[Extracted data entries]
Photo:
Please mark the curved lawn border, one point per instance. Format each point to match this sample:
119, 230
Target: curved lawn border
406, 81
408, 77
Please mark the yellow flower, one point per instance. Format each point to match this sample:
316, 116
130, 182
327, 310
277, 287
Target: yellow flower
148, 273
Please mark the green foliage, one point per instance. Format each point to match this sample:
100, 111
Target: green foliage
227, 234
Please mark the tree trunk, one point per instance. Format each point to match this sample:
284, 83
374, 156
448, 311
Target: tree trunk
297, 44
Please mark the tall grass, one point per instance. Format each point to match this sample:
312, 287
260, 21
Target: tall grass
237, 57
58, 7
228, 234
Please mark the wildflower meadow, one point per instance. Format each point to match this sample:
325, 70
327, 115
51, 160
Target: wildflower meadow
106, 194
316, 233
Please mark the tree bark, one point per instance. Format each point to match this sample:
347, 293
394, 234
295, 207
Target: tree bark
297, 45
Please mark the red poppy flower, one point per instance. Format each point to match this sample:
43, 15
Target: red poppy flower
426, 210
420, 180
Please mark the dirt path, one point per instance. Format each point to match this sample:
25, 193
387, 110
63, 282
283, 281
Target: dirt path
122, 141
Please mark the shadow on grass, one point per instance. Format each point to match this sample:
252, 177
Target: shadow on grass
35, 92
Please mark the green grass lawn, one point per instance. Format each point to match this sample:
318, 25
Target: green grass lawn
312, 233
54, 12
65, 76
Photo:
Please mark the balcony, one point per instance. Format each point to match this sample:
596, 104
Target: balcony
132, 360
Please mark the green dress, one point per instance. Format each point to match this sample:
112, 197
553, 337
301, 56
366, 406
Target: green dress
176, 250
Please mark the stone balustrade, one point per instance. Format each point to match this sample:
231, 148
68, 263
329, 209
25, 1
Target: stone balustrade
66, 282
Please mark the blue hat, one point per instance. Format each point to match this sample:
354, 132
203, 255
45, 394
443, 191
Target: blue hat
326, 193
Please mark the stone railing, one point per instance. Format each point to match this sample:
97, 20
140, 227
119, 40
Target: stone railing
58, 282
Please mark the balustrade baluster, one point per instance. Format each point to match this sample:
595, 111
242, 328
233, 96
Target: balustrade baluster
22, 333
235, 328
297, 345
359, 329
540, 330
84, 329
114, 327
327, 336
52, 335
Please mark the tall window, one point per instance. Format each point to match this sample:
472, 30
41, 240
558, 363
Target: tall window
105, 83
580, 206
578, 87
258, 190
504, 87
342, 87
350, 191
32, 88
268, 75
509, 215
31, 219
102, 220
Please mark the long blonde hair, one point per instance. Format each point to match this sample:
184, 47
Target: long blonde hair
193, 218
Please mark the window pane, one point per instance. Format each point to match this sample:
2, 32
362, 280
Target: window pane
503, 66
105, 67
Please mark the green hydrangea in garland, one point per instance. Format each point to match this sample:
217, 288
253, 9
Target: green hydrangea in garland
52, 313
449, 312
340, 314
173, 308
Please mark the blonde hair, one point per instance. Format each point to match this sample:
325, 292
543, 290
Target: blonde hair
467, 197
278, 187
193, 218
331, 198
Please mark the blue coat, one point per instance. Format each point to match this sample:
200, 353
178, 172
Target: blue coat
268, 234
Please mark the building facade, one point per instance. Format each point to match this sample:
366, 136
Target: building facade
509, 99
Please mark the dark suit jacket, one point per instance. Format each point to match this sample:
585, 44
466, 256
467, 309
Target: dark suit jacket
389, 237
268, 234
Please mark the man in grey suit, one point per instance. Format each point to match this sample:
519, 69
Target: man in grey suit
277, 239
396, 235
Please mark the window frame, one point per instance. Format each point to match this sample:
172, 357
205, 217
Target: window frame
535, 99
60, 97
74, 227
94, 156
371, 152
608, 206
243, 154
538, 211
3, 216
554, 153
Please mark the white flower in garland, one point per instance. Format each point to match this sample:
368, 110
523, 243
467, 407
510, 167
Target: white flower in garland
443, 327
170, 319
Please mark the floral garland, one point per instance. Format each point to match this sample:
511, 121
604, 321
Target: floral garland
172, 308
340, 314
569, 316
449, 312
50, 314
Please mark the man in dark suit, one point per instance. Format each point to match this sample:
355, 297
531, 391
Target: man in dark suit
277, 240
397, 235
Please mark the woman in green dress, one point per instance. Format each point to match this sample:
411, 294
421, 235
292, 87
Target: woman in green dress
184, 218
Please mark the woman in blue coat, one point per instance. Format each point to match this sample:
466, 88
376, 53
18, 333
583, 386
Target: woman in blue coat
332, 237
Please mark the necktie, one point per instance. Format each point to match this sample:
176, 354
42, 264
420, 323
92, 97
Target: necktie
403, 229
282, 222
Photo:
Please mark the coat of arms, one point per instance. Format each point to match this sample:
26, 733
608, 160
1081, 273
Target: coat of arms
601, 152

Work required
Swap "one point per instance" for "one point per item" wherever it occurs in the data above. Reproduce every line with everything else unchanged.

Solution
Photo:
Please mark the curved lawn border, one point per item. Format each point to match this sample:
119, 230
Target: curved lawn border
406, 81
408, 77
Please mark the yellow flower, one point per item. Format each point to match this sample:
316, 116
130, 182
327, 310
277, 287
Target: yellow flower
148, 273
Please mark the green foliage, one point per item. Format each point to match this sample:
100, 111
Target: green foliage
227, 234
Please mark the tree trunk, one point per item. Format each point to match this sample:
284, 83
374, 156
448, 311
Target: tree trunk
297, 44
Please mark the tall grass, one point per item. Format each point to match this sample:
312, 287
260, 21
Target: tall grass
237, 57
58, 7
228, 234
Please mark the wildflower meadow, one point per item. Format each point to match this sample:
325, 70
327, 115
51, 160
Target: wildflower meadow
106, 194
316, 233
Please mark the tree bark, one point per item. Format each point to match this sample:
347, 293
394, 234
295, 207
Target: tree bark
297, 45
Please mark the red poppy flower, one point per item. Format each point to match this sample:
43, 15
Target: red poppy flower
426, 210
420, 180
Please mark the dirt path, one point per item. Format each point to match this sample:
25, 193
387, 110
63, 282
283, 281
Target: dirt path
122, 141
Please mark the shadow on grass, one point per item. Format each point to match this sample:
252, 177
Target: shadow on grass
35, 92
Please mark the green grass lawn, one point per item. Format each point to match this sample:
318, 25
Target: green grass lawn
312, 233
54, 12
65, 76
Photo:
Please mark the balcony, one point per item. Format each point to match this sample:
596, 104
Target: balcony
132, 360
Please mark the green dress, one point per item. Format each point to match this sample:
112, 197
553, 337
301, 56
366, 406
Target: green dress
176, 250
Please mark the stone balustrade, one point per item. Format each point to match this sample:
231, 148
68, 263
329, 209
25, 1
Target: stone balustrade
66, 282
Please mark the blue hat, one point per item. Format each point to match this sample:
354, 132
203, 255
45, 394
443, 191
Target: blue hat
326, 193
Please mark the stone railing, one point per item. Format each point to match this sample:
97, 20
140, 227
119, 40
Target: stone railing
58, 282
Please mark the balustrade baluster, one point per item. Format each point to match this sample:
595, 111
242, 328
233, 96
Target: balustrade baluster
22, 333
235, 328
297, 345
359, 329
540, 330
84, 329
114, 327
327, 336
52, 335
Please mark the tall window, one point per item. Format each point to match this sample:
472, 30
41, 240
558, 363
Target: tall window
105, 83
580, 206
578, 87
258, 190
504, 87
342, 87
350, 191
32, 88
268, 75
509, 215
31, 219
102, 220
Please mark the long blonde hair, one point per item. Format each point to match this sample:
184, 47
Target: long blonde hair
193, 218
Please mark the window pane, one point per item. Format each point to match this sample:
2, 32
362, 280
Target: window pane
503, 66
105, 67
Please mark the green hydrangea in garland, one point per item. Format each point to match this sample:
217, 288
253, 9
Target: green hydrangea in garland
52, 313
449, 312
340, 314
173, 308
Please mark the blonde hair, one point per item. Format each point to match this sample:
325, 292
543, 290
Target: blonde hair
467, 197
278, 187
193, 218
331, 198
Please mark the blue coat, one point per item. Format each point to match this sample:
200, 353
178, 172
Target: blue coat
268, 234
Please mark the building facade, one point per item. Format each point to match this sample:
366, 136
Target: building facade
509, 99
Please mark the dark suit jacket, one point per item. Format each point to match this sample:
585, 44
466, 256
467, 309
Target: dark suit jacket
389, 237
268, 234
Please mark the man in grey suit, one point per item. Format each point to match this sample:
519, 69
Target: man in grey suit
277, 239
396, 235
Please mark the window frame, one point per item. Format each point to match this sample:
172, 357
205, 217
Target: window frame
535, 99
60, 97
74, 227
94, 156
371, 152
608, 206
243, 154
538, 211
3, 216
554, 153
Please mark the white flower in garland, one point per item. Format each point to match this sample:
368, 110
523, 243
467, 407
510, 167
Target: white flower in garland
443, 327
170, 319
Please mark the floral garland, one point per item. Format each point to match this sample:
511, 121
604, 321
Target: floral garland
172, 308
340, 314
569, 316
449, 312
50, 314
Please mark the man in dark suit, one point per item. Format each point to match this sample:
355, 297
531, 391
Target: man in dark suit
277, 240
397, 235
Please mark the woman in green dress, one point per item. Format each point to match this sample:
411, 294
421, 235
292, 87
Target: woman in green dress
184, 218
Please mark the woman in blue coat, one point per item. Format each point to match this sample:
466, 88
376, 53
18, 333
583, 386
Target: woman in blue coat
332, 237
Please mark the necktie, one point per item. Format each point to match this sample:
176, 354
42, 264
420, 323
92, 97
Target: necktie
403, 229
282, 222
Photo:
Please mark the coat of arms, one point per item. Format each point to match this sample:
26, 733
608, 160
1081, 273
Target: coat of arms
601, 152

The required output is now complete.